**Extract:**
* * *

Thankfully, that’s not the case. A few new plot twists aside, this film treads the original Stephen King storyline as carefully as protagonist Louis Creed negotiates his way over the logpile barrier that separates the titular graveyard from the cursed Micmac burial ground behind it – and it does so deftly enough to be a worthwhile outing.

The 1983 novel was infamously regarded by its author as “the one I put away in a drawer, thinking I’d finally gone too far”.

Instead, the horror maestro went off and wrote Christine, one of his many tomes about a demon-possessed automotive, before returning to what, ironically, became one of his defining works.

“I’m proud of that because I followed it all the way through, but it was so gruesome by the end of it, and so awful,” he told The Paris Review in 2006.

“I mean, there’s no hope for anybody at the end of that book.”

Unrelentingly bleak it may be, but, unlike its fictional burial ground, this is narrative terrain that has been walked many times over, from WW Jacobs’ seminal short story The Monkey’s Paw to Bob Clark’s early zombie genre entry Dead of Night (aka Deathdream), which has inspired (and been ripped off by) generations of subsequent filmmakers, including Fred Vogel with his brutal but turgid Sella Turcica.

What separates 2019’s Pet Sematary from such fare, though, is that rare combination in modern horror: high production values and solid acting. It’s B-material done on an A-grade budget.

* * *

**What the exercise asks:**
Answer these questions using the review.
1. In what year was the novel published?
2. Which book did the author write after putting this novel away in a drawer?
3. Which publication did the author speak to in 2006?

* * *

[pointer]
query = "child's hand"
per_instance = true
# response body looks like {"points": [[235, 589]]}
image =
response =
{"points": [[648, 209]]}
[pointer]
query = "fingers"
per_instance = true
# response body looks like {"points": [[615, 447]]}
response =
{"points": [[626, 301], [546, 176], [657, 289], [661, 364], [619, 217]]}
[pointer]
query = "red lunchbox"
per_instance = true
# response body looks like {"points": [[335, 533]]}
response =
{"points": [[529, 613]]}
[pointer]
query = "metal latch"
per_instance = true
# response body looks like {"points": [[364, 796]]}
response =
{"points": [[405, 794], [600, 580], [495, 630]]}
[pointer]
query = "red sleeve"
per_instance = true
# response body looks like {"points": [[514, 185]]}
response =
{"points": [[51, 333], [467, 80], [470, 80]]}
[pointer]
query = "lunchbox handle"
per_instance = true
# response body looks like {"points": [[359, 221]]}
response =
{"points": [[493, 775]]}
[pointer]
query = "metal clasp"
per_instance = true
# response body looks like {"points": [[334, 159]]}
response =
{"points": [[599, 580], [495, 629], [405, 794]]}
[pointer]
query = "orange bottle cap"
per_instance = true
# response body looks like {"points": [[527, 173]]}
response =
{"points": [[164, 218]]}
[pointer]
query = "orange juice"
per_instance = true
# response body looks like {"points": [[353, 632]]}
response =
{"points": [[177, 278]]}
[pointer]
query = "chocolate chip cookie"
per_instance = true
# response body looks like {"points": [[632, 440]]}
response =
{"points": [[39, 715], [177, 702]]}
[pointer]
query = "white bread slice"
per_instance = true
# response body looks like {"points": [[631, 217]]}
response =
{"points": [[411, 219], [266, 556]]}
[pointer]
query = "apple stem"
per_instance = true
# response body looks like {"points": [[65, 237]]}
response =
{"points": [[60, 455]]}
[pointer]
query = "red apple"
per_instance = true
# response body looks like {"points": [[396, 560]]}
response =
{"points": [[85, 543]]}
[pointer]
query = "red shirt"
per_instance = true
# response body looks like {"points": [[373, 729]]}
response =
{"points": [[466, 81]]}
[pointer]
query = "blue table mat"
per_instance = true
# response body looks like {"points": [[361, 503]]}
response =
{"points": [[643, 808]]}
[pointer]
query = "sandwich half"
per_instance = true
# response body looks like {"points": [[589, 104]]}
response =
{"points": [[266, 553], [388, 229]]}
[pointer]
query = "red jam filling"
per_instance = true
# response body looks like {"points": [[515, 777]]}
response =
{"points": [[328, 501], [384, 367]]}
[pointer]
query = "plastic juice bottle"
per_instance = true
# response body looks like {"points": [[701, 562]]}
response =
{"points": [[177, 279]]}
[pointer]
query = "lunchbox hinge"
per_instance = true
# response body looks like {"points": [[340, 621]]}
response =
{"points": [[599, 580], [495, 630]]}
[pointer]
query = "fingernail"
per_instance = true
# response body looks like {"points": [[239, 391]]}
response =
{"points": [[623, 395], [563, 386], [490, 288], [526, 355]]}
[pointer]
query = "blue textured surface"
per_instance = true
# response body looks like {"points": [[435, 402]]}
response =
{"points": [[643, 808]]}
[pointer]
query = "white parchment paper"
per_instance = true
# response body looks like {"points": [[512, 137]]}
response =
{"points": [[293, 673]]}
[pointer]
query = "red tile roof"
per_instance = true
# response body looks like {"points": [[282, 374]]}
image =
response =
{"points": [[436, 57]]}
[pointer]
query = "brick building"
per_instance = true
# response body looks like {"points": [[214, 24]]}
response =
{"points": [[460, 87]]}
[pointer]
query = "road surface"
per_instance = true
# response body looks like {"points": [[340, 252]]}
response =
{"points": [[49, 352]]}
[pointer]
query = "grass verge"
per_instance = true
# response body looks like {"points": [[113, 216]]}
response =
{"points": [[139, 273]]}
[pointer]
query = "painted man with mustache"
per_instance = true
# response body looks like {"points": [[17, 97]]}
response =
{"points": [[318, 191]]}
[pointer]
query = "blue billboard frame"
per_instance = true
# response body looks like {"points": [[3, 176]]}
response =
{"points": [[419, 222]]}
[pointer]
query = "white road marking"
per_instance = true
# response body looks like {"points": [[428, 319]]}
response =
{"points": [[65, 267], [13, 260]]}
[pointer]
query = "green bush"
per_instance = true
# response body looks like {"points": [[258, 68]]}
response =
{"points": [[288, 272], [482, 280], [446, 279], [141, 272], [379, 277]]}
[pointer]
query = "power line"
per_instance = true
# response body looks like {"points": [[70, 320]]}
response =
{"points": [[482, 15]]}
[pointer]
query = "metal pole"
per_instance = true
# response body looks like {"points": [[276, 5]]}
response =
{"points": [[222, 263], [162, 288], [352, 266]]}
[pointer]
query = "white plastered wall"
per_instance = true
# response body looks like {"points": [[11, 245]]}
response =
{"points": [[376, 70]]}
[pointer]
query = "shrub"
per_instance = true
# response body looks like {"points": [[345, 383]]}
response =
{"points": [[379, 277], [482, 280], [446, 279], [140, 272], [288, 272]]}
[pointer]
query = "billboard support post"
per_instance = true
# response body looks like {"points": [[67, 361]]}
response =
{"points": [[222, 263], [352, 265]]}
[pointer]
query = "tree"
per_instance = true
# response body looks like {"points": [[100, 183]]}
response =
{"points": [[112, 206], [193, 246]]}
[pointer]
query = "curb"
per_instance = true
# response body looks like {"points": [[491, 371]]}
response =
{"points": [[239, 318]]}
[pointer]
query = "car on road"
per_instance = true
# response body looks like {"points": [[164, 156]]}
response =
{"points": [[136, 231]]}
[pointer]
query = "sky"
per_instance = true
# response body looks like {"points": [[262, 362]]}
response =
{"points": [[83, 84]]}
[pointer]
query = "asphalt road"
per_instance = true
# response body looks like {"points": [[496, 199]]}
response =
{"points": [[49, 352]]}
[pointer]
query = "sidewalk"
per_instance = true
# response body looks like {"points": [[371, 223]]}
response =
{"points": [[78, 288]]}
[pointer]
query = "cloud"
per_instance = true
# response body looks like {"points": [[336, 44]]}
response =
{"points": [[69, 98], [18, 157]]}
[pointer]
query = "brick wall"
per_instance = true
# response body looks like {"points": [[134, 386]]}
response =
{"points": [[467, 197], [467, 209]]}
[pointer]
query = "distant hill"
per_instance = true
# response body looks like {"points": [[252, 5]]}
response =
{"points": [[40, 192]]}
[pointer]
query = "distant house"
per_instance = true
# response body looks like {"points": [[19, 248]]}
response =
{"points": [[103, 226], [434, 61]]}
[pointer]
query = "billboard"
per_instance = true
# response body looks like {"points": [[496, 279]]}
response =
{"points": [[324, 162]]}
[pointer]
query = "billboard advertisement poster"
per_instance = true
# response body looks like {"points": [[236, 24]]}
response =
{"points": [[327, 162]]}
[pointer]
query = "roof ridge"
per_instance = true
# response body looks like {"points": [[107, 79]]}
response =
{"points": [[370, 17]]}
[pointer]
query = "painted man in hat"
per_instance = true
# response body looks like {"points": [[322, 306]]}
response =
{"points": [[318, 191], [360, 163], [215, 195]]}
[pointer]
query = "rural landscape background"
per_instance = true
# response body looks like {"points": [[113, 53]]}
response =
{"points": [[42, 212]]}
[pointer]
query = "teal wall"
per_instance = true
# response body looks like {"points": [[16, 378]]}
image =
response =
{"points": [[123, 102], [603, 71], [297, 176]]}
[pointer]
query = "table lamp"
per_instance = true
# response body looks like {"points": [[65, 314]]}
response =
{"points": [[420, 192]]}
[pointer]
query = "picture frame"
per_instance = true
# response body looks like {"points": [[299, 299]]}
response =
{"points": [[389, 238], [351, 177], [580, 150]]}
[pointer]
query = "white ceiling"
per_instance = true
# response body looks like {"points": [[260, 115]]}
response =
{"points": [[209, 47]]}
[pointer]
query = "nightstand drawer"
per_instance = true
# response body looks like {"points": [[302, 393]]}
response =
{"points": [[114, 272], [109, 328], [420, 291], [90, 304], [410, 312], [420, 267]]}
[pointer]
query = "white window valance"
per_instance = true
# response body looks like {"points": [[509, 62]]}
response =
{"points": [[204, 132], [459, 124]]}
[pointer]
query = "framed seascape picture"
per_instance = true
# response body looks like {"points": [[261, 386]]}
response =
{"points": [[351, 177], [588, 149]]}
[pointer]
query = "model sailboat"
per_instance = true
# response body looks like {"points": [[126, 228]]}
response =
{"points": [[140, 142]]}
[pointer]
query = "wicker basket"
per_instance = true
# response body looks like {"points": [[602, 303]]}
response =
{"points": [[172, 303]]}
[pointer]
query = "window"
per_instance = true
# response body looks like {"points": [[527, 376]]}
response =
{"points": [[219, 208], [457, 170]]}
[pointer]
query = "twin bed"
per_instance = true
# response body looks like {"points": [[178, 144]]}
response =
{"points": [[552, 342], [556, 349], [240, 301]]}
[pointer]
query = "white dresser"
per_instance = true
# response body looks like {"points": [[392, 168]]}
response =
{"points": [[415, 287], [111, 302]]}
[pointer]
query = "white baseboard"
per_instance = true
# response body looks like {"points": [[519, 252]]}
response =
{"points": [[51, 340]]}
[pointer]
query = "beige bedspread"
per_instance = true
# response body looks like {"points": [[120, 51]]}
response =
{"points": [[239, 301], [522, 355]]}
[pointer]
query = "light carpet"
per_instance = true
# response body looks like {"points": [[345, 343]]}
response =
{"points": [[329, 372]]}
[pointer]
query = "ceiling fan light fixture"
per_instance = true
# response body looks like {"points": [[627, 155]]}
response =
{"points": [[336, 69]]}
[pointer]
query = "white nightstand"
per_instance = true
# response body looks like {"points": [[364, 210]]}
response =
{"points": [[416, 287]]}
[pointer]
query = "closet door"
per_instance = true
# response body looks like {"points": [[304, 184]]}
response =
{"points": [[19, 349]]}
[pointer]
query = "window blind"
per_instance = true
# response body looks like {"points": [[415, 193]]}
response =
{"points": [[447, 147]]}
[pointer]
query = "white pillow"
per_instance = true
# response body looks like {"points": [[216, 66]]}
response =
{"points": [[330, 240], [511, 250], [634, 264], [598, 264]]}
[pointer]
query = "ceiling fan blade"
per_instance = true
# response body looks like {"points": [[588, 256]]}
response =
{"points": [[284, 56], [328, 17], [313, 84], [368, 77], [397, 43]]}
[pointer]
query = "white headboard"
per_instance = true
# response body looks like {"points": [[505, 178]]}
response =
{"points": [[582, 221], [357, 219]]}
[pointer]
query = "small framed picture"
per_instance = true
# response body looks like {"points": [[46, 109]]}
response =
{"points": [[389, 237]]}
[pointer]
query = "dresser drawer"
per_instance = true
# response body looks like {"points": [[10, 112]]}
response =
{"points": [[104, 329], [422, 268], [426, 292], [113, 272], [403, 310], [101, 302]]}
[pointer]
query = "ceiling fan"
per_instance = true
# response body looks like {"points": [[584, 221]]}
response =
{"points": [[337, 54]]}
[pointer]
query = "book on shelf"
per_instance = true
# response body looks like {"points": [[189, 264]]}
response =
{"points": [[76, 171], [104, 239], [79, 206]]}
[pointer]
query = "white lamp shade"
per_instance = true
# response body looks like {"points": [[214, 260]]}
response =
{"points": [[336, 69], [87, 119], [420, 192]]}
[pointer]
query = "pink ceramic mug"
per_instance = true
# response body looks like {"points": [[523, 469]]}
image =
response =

* * *

**Exercise answer:**
1. 1983
2. Christine
3. The Paris Review